* **Okuma Metni**:
====

SAAT VE KIYAMET
Saat kelimesi geçen ayetleri inceleyelim.
Ta'ha 15: Saat mutlaka gelmektedir. Herkesin yaptığının karşılığını alması için onu az kalsın gizliyordum.
İnnes sâate âtiyetun ekâdu uhfîhâ li tuczâ kullu nefsin bimâ tes’â.
Lokman 34: Saatin bilgisi ALLAH'ın yanındadır.
İnnallâhe indehu ilmus sâah
Ahzab 63:Halk senden Saat'i soruyor. De ki, 'Onun bilgisi ALLAH'ın katındadır;
Yes’eluken nâsu anis sâah, kul innemâ ilmuhâ indallâh
En'am 31: Saat, kendilerini ansızın yakalayınca,
izâ câethumus sâatu
Ve daha bir çok ayette gördüğümüz üzere, 'saat' dünyanın sonu anlamını taşır. Kur'anda, dünyanın sonu ile ilgili ayetlerde, 'saat' veya Yevm'ül saat(saat günü) ifadesi kullanılır.
Şimdi de Kıyamet, ve aynı kökten gelen kıyam kelimelerini ayetlerde inceleyelim.
Bakara 113:Kıyamet günü ALLAH ihtilafa düştükleri konularda aralarında hüküm verecektir.
fallâhu yahkumu beynehum yevmel kıyâmeti fîmâ kânû fîhi yahtelifûn
Bakara 174:Kıyamet Gününde ALLAH onlarla konuşmaz ve onları arındırmaz.
lâ yukellimuhumullâhu yevmel kıyâmeti ve lâ yuzekkîhim
Bakara 212:Oysa erdemliler kıyamet Günü onların üstündedir
vellezînettekav fevkahum yevmel kıyâmeh
Bakara 212'deki ayrıntıyı görebildiniz mi? Kur'an iman edenlerin dünyanın sonunda yaşanan dehşetengiz durumu görmeyeceklerini bildirir. Bakara 212 ayetinde ise, kıyamet gününde iman edenlerin ve erdemli bir hayat sürenlerin inkarcıların üzerinde bir konumda olacağından bahseder.
Furkan 64:Gecenin yalnızlığında Rab'lerine kıyam ve secde ederler.
Vellezîne yebîtûne li rabbihim succeden ve kıyâmâ
Al-i imran 39:Mihrapta (kaimun) kıyama durmuş namaz kılıyorken melekler ona seslendi
Fe nâdethul melâiketu ve huve kâimun yusallî fîl mihrâbi
Kıyam, kelime anlamı ayağa kalkma demektir.

====

(Bir veri kümesinden alıntı)
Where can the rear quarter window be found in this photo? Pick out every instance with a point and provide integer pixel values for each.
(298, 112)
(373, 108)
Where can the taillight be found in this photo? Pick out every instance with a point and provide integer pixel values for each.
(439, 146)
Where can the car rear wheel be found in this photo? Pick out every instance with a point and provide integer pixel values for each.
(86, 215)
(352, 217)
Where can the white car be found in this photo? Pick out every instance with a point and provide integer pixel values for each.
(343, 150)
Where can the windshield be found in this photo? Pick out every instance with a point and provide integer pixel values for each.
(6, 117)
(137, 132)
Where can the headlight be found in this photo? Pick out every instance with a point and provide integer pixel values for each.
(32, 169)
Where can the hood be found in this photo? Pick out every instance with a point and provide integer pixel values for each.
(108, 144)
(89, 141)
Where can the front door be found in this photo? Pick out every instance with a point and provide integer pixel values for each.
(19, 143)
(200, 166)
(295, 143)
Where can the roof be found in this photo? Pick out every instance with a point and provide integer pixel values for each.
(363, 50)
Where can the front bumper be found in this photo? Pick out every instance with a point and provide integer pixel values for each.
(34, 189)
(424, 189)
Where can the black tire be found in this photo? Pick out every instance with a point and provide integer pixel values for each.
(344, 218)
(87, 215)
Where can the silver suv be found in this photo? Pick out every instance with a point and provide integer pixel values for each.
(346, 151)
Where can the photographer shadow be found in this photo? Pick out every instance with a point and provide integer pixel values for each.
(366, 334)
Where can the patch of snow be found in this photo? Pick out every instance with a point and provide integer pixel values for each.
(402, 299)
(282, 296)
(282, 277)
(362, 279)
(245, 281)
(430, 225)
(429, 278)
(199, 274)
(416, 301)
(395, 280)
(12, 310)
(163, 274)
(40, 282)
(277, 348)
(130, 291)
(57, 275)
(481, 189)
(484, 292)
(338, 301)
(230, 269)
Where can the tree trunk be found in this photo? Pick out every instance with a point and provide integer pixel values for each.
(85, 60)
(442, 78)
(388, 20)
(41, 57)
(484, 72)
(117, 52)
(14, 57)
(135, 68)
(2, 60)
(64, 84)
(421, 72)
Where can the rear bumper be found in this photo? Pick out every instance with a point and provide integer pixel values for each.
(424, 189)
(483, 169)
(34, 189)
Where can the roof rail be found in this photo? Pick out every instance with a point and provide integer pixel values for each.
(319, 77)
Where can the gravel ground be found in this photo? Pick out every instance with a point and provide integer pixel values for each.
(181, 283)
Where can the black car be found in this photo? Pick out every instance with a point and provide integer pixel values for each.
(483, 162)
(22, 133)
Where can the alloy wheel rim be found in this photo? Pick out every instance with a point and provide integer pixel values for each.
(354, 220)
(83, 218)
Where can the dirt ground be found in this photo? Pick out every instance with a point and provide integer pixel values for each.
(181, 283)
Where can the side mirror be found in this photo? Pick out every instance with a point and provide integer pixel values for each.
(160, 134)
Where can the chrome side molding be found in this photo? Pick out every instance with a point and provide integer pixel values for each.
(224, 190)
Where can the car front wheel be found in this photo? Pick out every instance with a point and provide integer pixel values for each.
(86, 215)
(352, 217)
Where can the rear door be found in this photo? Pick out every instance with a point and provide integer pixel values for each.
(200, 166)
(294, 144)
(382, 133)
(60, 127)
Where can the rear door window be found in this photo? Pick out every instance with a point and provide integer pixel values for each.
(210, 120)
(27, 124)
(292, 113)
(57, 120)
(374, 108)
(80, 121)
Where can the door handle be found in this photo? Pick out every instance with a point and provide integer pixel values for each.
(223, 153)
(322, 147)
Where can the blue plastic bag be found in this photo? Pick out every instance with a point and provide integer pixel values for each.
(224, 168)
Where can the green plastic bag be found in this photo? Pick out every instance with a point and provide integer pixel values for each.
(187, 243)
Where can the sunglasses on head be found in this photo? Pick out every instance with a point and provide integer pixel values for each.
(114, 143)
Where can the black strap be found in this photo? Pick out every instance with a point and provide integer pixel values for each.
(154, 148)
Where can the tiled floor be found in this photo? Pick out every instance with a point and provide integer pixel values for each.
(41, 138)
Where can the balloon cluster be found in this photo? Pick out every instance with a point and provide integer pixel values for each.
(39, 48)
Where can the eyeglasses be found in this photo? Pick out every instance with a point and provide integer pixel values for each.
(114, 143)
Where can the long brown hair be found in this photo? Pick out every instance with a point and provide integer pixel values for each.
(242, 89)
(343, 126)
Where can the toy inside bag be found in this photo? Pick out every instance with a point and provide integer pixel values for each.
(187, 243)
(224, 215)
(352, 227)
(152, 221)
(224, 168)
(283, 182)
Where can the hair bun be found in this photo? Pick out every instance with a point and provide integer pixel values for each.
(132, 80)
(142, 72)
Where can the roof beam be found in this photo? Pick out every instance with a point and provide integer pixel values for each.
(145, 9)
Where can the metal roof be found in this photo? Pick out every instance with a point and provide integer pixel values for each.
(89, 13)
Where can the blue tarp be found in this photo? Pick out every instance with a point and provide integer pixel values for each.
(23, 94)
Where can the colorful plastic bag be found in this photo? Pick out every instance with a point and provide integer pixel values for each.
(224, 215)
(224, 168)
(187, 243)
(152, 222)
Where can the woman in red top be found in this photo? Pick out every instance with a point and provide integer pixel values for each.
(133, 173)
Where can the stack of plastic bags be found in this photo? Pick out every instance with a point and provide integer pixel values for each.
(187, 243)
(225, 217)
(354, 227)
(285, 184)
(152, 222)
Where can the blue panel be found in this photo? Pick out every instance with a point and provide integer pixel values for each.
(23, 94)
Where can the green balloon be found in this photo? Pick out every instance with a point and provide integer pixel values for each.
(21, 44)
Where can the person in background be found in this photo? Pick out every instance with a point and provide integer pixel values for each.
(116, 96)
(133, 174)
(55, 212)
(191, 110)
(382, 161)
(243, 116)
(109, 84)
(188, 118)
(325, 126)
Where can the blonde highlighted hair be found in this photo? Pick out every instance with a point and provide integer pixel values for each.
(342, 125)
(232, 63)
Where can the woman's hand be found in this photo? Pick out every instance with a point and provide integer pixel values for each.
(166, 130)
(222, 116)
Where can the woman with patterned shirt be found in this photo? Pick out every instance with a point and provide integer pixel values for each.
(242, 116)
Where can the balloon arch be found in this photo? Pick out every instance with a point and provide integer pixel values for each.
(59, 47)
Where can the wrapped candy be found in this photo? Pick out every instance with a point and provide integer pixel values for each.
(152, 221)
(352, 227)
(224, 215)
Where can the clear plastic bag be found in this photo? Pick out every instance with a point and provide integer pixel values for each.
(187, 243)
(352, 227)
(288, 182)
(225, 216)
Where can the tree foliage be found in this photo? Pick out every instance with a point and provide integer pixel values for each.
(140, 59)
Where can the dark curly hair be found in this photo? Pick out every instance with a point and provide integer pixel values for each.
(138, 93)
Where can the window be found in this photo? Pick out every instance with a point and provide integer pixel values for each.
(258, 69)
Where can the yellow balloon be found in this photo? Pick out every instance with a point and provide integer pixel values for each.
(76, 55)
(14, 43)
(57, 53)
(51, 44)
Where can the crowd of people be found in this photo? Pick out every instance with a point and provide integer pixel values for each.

====

* **Alıştırma 1**:
Saat ve kıyamet konulu metindeki "Kıyam, kelime anlamı ayağa kalkma demektir." cümlesini İngilizceye çevirin.
* **Alıştırma 2**:
Lütfen saat ve kıyamet konulu metni kaldığı yerden sürdürün.
Bu verileri kullanmanız gerekmiyor.

* **Doğru Cevap 1**:
The literal meaning of kıyam is to stand up.

* **Doğru Cevap 2**:
Kıyamet, Ayağa kalkış, diriliş demektir.
Kıyamet(diriliş,ayağa kalkış), dünyanın sonu değil, ahiretin başlangıcı demektir.
Dünyanın sonu ise 'Yevm'ül saat'tir.
Yevm'ül kıyamet, yani kıyamet günü öldüğümüz değil, dirildiğimiz, ayağa kalktığımız ve hakkımızda hüküm verilecek olan gündür.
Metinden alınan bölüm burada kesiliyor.